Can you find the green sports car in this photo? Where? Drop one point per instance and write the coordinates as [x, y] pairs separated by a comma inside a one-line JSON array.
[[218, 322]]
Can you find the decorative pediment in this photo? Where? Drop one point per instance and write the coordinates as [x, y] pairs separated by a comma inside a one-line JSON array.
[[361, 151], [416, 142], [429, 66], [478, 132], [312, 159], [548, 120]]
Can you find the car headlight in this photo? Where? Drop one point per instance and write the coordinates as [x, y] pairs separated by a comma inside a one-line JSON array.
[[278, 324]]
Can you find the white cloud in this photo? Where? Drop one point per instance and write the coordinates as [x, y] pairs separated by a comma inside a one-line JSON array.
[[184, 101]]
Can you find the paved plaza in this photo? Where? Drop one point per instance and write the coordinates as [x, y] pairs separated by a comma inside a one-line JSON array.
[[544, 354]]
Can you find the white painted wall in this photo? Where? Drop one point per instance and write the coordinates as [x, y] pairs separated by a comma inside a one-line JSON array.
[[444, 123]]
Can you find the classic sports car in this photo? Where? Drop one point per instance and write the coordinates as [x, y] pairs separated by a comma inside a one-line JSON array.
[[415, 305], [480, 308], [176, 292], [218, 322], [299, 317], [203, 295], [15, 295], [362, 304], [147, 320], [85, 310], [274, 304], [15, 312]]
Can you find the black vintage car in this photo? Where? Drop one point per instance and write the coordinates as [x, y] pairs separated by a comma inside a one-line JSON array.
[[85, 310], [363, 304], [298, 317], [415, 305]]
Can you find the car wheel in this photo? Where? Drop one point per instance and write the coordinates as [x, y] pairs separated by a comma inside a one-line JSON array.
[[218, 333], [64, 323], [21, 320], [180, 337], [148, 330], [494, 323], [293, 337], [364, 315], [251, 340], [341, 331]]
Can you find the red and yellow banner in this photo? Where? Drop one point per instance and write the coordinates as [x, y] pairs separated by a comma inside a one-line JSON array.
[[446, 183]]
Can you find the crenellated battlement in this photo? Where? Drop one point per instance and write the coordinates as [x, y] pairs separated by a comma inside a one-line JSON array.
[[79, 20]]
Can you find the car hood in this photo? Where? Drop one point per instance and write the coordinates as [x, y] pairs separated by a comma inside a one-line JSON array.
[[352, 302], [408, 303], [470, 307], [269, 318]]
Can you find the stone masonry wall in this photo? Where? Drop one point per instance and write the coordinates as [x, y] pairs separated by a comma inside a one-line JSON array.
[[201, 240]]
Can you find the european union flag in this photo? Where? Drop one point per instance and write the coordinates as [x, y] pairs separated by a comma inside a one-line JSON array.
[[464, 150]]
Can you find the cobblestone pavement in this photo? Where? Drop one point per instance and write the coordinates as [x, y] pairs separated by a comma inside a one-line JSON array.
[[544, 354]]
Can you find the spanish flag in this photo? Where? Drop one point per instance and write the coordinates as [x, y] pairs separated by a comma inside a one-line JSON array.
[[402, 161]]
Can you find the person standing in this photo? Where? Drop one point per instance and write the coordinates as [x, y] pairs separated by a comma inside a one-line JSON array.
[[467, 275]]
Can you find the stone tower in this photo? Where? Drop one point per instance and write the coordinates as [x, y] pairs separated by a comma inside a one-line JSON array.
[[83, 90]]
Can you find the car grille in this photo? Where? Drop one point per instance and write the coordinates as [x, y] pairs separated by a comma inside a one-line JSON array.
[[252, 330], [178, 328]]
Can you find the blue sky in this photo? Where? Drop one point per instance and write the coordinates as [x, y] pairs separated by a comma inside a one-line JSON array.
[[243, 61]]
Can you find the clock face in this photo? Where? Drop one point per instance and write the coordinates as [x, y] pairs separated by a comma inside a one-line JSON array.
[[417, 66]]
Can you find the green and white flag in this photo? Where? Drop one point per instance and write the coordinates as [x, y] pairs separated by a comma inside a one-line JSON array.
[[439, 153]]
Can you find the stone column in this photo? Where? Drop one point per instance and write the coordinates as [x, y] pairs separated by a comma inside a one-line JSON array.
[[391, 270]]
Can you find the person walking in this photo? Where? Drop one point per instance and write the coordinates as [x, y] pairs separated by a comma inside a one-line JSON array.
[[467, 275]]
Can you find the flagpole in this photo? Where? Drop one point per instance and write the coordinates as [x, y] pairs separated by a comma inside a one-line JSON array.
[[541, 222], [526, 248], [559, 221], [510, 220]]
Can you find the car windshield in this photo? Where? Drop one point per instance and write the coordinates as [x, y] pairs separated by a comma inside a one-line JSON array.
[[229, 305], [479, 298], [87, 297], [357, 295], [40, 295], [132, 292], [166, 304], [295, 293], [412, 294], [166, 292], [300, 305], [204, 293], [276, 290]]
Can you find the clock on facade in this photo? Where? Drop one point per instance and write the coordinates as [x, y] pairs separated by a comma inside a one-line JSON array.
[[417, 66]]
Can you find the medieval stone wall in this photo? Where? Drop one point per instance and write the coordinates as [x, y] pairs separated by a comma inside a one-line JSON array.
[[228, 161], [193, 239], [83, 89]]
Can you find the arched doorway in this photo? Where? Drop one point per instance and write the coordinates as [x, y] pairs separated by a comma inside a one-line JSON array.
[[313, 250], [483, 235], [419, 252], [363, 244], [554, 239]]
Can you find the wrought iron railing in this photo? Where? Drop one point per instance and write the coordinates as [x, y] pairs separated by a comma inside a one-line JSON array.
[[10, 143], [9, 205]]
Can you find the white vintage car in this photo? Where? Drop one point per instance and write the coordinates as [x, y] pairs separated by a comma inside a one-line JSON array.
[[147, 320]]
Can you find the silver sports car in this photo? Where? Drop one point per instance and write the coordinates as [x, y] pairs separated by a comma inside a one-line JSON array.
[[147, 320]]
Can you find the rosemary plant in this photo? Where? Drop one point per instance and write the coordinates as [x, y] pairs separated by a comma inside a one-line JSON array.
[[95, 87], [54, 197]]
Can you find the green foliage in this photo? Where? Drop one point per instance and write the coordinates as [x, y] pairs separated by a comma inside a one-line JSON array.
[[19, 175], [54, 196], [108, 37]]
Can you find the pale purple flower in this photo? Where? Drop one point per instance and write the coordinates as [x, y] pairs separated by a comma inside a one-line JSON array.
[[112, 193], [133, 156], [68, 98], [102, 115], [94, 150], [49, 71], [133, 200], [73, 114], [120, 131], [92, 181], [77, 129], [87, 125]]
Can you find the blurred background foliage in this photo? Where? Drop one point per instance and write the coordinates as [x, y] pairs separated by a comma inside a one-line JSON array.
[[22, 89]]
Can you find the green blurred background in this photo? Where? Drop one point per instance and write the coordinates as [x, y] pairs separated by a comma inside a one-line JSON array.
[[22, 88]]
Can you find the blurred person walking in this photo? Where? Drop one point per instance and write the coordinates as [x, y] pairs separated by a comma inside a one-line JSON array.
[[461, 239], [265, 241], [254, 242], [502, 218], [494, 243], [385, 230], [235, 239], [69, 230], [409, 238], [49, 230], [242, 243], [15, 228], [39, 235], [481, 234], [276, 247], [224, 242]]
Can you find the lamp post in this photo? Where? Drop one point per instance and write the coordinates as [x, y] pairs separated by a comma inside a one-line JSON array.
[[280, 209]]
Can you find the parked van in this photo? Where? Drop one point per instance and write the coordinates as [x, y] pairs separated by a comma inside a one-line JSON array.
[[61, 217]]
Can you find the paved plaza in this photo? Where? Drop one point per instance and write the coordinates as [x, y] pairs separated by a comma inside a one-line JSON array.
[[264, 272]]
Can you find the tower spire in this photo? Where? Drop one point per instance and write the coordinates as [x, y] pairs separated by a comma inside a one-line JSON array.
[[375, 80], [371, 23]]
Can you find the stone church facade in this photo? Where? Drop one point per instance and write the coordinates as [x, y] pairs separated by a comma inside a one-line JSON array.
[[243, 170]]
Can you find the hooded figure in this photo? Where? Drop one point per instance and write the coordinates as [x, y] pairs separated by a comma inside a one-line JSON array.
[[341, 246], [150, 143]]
-=-=-
# WORK TO COMPLETE
Rewrite the lines between the one holding "Can you find the car grille" and the one holding "[[541, 222], [526, 248], [559, 221], [510, 220]]", inclusive, changing "Drop" to "Place" and keeping everything else the same.

# COMPLETE OUTPUT
Can you find the car grille in this photo? Where? Place one point per instance and write the coordinates as [x, y] pairs separated by a comma inside a one-line JSON array.
[[252, 330], [178, 328]]
Can you find the blue sky in this photo? Where? Place one point per instance and write the coordinates as [x, y] pairs separated by a comma inside a one-line JSON array.
[[243, 61]]
Can you find the clock face in this photo? Where? Place one point per instance and write the coordinates as [x, y] pairs separated by a comma inside a one-line JSON array.
[[417, 66]]
Can you find the green and white flag in this photo? Where? Place one point per instance and write the coordinates as [x, y] pairs separated by a comma inside a one-line JSON array.
[[439, 153]]
Can you find the stone column in this photo? Where? Place one point per instance and write the coordinates as [x, y] pairs separated by a comma inside a one-line JSON array.
[[391, 270]]
Can you find the person walking in this photo? Where? Place one point per instance and write the coordinates as [x, y] pairs separated by a comma inside a one-line JSON array.
[[467, 275]]
Can you find the flagpole in this photo? Where? Place one point per instance and write the coordinates as [x, y] pairs separated by a comma inside a one-line JSON array.
[[541, 222], [526, 248], [559, 221], [510, 220]]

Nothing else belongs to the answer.